▸ Text section:

Frank Curzio: You look at… I mean even Office 365, LinkedIn, record engagement, taking market share in gaming for two straight quarters. Where’d that come from? So, you’re looking at market share gains and PCs, gaming consoles. Edge browser is taking market share? You’re even… Edge and LinkedIn. I mean, and PCs, really, the Surface? I mean, you’re looking at Microsoft’s products saying, these are the three… That are taking market share right now.

Frank Curzio: And then let’s get to the cloud, which is growing 26% to $19 billion. To put that in perspective, we have Google doing… What was it, a couple billion a year? So, Google cloud revenue is $5.8 billion. You’re looking at Microsoft is $19 billion just to put in perspective, this is a high margin business. I don’t know why Google is doing that much in cloud and showing and losing a billion a year, which is weird. I’d like to look at the numbers a little bit more. I understand you’re growing, but this is an incredibly high margin business, but Microsoft has it right, amazon has it right. And it’s growing incredibly, 26%.

Frank Curzio: Strong outlook. Again, the presence of Russia was nothing, impacted earnings by 1%. $20 billion in free cash flow. Are you kidding me? I mean, that’s what we should run a screen. How many companies have $20 billion more?

Daniel Creech: Right.

Frank Curzio: Or they have $100 billion in cash on the balance sheet, even that. $100 billion in cash on a balance sheet, which allows them to buy almost any company in the S&P 500 outside the top 40, 50 maybe, 60? So, when I’m looking at these numbers and also they increased their head count by 20% year-over-year, mostly for cloud engineers and increasing their sales force and stuff. But overall, I mean, holy cow, this is an amazing quarter.

Daniel Creech: Yeah. And the gaming, like I said, the crazy thing is when you’re comparing to tough previous quarters, so the tough comparables year-over-year, gaming to continue to do well because the lockdowns and all that pull forward there. I mean, Take-Two, we’ve talked about a lot in the past. Activision, which got bought out. But I mean, just to see the growth and the margins on that side and the continued of, just a sticky product.

Daniel Creech: I mean, when people buy these games, Call Of Duty, Xboxes, whatever, that’s just incredible. And that also plays into the bigger, gaming is kind of the future, and all kinds of, from cryptos to metaverse and all that stuff. But yeah, when you have massive corporations with tough comparables, and they still put up amazing numbers, here’s the gray area.

Daniel Creech: You have amazing companies with returning on capital, and yet, their stocks are 20 to 30% off previous highs. Doesn’t mean it’s terrible, it just means to reallocate your thinking and expectations, because like you said, we’re in more of a bear market, not a bull market, and just pay attention to that. So, you got to continue to be patient, you can buy these down here, in my opinion, but again. Unless you’re trading, you want to know that you’re going to withhold these for a while, in my opinion. Several quarters, a couple years. Because they’re going to ebb and flow, but as long as the core numbers continue to be positive… Remember, at some point we’re going to go come… Everything is going to be moving together down, and then things are going to matter. And that separation will be good for the leaders.

▸ Required tasks:
• 1. Translate this sentence from the Microsoft earnings discussion into Spanish: "I'd like to look at the numbers a little bit more."
• 2. List every distinct percentage figure mentioned in the Microsoft earnings discussion, giving each figure once.
• 3. Quote the Microsoft earnings discussion word for word, starting with "Daniel Creech: I" and going on through "the gray area.".
Completing the tasks does not require the data.

▸ Source material:
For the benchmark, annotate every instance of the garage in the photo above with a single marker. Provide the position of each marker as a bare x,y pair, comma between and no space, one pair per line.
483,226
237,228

▸ Answers for each item:
• 1. Me gustaría revisar las cifras un poco más.

• 2.
- 26%
- 1%
- 20%
- 20 to 30%

• 3.
Daniel Creech: I mean, when people buy these games, Call Of Duty, Xboxes, whatever, that’s just incredible. And that also plays into the bigger, gaming is kind of the future, and all kinds of, from cryptos to metaverse and all that stuff. But yeah, when you have massive corporations with tough comparables, and they still put up amazing numbers, here’s the gray area.